» Task brief: Please reproduce the entries that follow, keeping each word intact.

+++ Exercise inputs

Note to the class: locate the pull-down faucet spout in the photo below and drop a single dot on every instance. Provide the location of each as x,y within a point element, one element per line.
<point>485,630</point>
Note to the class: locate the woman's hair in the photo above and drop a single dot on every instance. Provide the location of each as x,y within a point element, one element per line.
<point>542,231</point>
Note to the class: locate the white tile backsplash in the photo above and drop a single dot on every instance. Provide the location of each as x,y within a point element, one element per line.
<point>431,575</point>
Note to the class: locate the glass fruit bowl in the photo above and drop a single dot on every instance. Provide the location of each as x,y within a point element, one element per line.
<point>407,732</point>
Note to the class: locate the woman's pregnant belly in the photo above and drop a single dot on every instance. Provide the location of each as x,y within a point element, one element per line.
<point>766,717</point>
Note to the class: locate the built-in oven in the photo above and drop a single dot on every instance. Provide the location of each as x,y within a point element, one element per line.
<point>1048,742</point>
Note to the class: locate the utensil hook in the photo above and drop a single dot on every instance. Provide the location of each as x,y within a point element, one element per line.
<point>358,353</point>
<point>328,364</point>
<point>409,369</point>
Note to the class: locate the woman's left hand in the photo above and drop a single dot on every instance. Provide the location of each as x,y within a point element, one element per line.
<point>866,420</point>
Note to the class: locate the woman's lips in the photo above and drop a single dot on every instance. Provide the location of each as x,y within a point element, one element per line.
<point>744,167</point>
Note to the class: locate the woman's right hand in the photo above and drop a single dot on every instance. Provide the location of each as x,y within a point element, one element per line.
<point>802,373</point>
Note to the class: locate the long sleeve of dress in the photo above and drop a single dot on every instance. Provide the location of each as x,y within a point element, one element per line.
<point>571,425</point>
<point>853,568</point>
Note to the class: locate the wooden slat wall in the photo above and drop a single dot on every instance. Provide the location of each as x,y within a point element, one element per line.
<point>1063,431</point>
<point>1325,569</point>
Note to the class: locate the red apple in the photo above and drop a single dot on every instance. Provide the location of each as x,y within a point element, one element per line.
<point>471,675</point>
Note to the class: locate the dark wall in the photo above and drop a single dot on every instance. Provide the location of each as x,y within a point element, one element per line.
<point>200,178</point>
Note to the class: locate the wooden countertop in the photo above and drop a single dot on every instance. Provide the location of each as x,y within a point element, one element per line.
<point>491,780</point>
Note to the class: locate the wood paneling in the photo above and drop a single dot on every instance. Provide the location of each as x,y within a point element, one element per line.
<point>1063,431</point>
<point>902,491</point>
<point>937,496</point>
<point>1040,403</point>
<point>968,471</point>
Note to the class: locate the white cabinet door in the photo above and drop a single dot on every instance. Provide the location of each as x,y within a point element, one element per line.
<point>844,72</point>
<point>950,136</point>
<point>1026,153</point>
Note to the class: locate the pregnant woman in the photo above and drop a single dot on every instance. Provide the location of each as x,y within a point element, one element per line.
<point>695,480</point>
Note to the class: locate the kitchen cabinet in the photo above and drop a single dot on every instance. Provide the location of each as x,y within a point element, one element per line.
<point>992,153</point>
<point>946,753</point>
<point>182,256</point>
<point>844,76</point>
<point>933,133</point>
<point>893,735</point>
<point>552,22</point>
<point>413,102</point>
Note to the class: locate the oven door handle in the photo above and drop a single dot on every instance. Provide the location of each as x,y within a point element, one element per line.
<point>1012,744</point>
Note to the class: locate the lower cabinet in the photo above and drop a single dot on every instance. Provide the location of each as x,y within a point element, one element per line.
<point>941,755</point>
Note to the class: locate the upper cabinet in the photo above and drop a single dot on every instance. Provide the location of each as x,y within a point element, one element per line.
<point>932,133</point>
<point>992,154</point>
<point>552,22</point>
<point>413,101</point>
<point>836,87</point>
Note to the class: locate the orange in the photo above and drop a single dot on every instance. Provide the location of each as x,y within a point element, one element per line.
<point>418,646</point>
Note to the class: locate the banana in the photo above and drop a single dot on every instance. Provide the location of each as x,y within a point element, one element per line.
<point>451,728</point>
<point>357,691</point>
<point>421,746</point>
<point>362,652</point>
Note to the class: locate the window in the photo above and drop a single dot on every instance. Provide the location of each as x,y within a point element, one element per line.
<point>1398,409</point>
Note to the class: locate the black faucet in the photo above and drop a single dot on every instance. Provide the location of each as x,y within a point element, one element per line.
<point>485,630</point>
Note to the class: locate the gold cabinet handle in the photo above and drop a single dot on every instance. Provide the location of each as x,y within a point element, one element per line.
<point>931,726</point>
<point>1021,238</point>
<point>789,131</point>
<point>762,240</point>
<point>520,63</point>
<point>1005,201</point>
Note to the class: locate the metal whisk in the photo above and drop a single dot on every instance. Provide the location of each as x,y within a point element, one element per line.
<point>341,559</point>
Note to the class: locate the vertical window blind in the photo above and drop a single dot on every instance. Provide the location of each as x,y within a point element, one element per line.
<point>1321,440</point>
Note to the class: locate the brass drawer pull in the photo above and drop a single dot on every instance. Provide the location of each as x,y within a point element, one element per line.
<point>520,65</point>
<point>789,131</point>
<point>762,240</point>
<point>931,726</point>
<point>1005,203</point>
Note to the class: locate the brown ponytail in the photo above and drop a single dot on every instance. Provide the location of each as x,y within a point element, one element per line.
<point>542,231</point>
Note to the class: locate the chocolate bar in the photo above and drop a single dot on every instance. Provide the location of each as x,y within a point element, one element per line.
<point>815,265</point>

++++++

» Answer area:
Note to the class: locate the pull-down faucet spout in the photo below and drop a single dot on every instance. Provide the location of each as x,y within a point element, one element per line.
<point>485,630</point>
Note to the class: locate the woman's hair in the photo above and drop a single dot on every instance. Provide the location of each as x,y within a point element, one element per line.
<point>542,231</point>
Note to the class: locate the white tile backsplash in the photo above and drop a single dot on every instance. Provide the location of each as x,y within a point element, one element per line.
<point>431,575</point>
Note to the class: locate the glass fruit bowl in the photo above and drop a single dot on every instance. Provide the location of each as x,y within a point element, one element per line.
<point>407,732</point>
Note to the class: locate the woman's pregnant belly in the photo above and drop a single dot on every instance. Provide the location of each as x,y within a point element, one element per line.
<point>766,717</point>
Note to the class: locate the built-in oven in the photo above and drop a single dot on every instance. Provide the location of each as x,y within a point element, one element per line.
<point>1048,742</point>
Note to the class: locate the utensil hook in the photo above and drop a single dot on every instance. Provide the location of each as x,y within a point element, one element per line.
<point>358,353</point>
<point>328,364</point>
<point>409,369</point>
Note to the class: locate the woman's left hand in the photo above and drop a single dot on every instance. Provide the location of each as x,y within a point element, one element per line.
<point>866,420</point>
Note to the class: locate the woman's lips in the photo above and drop a single dot on every instance. Provide the location of each as x,y within a point element, one element per line.
<point>744,167</point>
Note to the class: locate the woman's right hand in the photo above and drop a single dot on every instance. Provide the location of each as x,y within a point element, one element per line.
<point>802,373</point>
Note to the class: locate the long sleeve of dress in the photo above and drop a single dot on every instance. Provide the location of each as x,y within a point element, one element per line.
<point>571,425</point>
<point>853,568</point>
Note to the class: locate the wooden slat wall in the photo above and drop a single dot on every instance. Provide the location of each as x,y within a point element, one element per line.
<point>1063,431</point>
<point>1325,569</point>
Note to the class: locate the red apple in the photo above and drop a single dot on every instance. Provide the location of each as x,y within a point element, one element per line.
<point>471,675</point>
Note to the class: locate the dark wall in the photo above and drop a single dot on every instance. Provide the location of each as x,y within a point element, one element per line.
<point>200,178</point>
Note to the class: locate the wooden countertop in the photo above and drop a single dot on every instance. Provide the location of each as x,y within a point element, one element per line.
<point>491,780</point>
Note to the class: locate the wood paneling in the photo above and drop a single dot on every instance. Provide the location of each as x,y within a point element, one element per line.
<point>1063,431</point>
<point>902,491</point>
<point>937,496</point>
<point>1040,403</point>
<point>968,471</point>
Note to the class: locate the white cabinet door in the photo above and drop a single dot on every instance. Provide the location of each as x,y within a point element, one element per line.
<point>844,72</point>
<point>950,136</point>
<point>1026,153</point>
Note to the class: locate the pregnant woman in the photo above and drop a single dot on every instance. Provide the location of each as x,y within a point element, one element per line.
<point>695,480</point>
Note to the class: locate the kitchen cabinet in the photo above and drop a single dot on every instance. Provide the location of each as x,y within a point element, one element per line.
<point>992,153</point>
<point>946,753</point>
<point>182,256</point>
<point>844,76</point>
<point>933,133</point>
<point>893,735</point>
<point>552,22</point>
<point>413,102</point>
Note to the class: locate the oven door handle in the photo above and drop a single dot on every instance. Provide the location of each as x,y within a point element, one element per line.
<point>1012,744</point>
Note to the class: locate the lower cabinet in the photo above and drop a single dot on every instance. Provide the location of each as x,y within a point element, one element per line.
<point>941,755</point>
Note to the class: locate the upper cabinet in the photo above and drop a single dot on every instance. Provide the location of each as x,y within a point element, one element per line.
<point>932,133</point>
<point>992,154</point>
<point>552,22</point>
<point>413,101</point>
<point>836,87</point>
Note to the class: locate the orange in the photo above and drop a single dot on every instance. Provide the location of each as x,y within a point element, one element per line.
<point>418,646</point>
Note to the class: locate the banana in the photo above and drop a single dot on every instance. Provide the location of each as x,y within a point element, one element per line.
<point>451,728</point>
<point>357,691</point>
<point>421,746</point>
<point>362,652</point>
Note to the class: locate the window in the photo above and drop a single dot on every instance. Provide the location of each as x,y within a point element, one element per line.
<point>1398,409</point>
Note to the class: locate the black faucet in the photo above and drop a single dot on every instance. Provide the location of each as x,y within a point element, one element per line.
<point>485,630</point>
Note to the class: locate the gold cabinet handle in the photo above and drop a single dot on every instance. Provide the location of each as x,y within a point element, one element per line.
<point>931,726</point>
<point>1021,238</point>
<point>789,131</point>
<point>762,240</point>
<point>520,63</point>
<point>1005,201</point>
Note to the class: locate the metal whisk in the photo above and drop a single dot on every instance. Provide the location of each as x,y within a point element, one element per line.
<point>341,559</point>
Note to the class: locate the vertical window blind in the photo above and drop a single dot on every instance. Provide the location of each as x,y within a point element, one element per line.
<point>1321,440</point>
Note to the class: locate the brass drawer pull in the photo above and drop a single dot on every instance. Provide the location of each as x,y within a point element, one element per line.
<point>520,65</point>
<point>789,131</point>
<point>762,240</point>
<point>931,726</point>
<point>1005,203</point>
Note to the class: locate the brown ponytail in the photo above and drop a single dot on every instance. Provide the location of each as x,y within a point element, one element per line.
<point>542,231</point>
Note to the class: locate the chocolate bar in the photo above and drop a single dot on every instance. Provide the location of each as x,y within a point element, one element per line.
<point>815,265</point>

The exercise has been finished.